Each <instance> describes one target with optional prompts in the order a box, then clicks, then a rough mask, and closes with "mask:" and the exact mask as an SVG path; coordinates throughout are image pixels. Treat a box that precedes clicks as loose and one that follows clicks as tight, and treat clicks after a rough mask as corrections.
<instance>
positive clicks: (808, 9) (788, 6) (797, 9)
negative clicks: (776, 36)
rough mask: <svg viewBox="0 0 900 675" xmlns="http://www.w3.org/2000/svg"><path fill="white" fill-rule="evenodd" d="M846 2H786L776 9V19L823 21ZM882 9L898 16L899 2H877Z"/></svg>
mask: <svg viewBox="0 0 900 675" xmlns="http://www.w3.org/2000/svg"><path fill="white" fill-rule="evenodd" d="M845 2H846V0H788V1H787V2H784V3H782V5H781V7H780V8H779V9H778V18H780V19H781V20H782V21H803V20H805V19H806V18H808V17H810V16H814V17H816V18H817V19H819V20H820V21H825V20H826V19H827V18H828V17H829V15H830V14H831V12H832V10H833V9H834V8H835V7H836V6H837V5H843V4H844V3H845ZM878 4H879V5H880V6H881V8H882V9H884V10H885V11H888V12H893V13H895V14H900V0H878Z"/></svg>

PROBLEM REQUIREMENTS – Render the records as a numbered list, one line per item and with blank lines omitted. Start at the first line and end with the line containing "negative clicks: (776, 36)", including both.

ANSWER SPACE –
1. Each <instance> describes one target with optional prompts in the order a box, then clicks, then a rough mask, and closes with "mask:" and the exact mask as an SVG path; coordinates throughout are image pixels. Treat a box that precedes clicks as loose and one that follows clicks as tight, and treat clicks after a rough mask as corrections.
2. <instance>
3. positive clicks: (808, 9) (788, 6) (797, 9)
4. negative clicks: (776, 36)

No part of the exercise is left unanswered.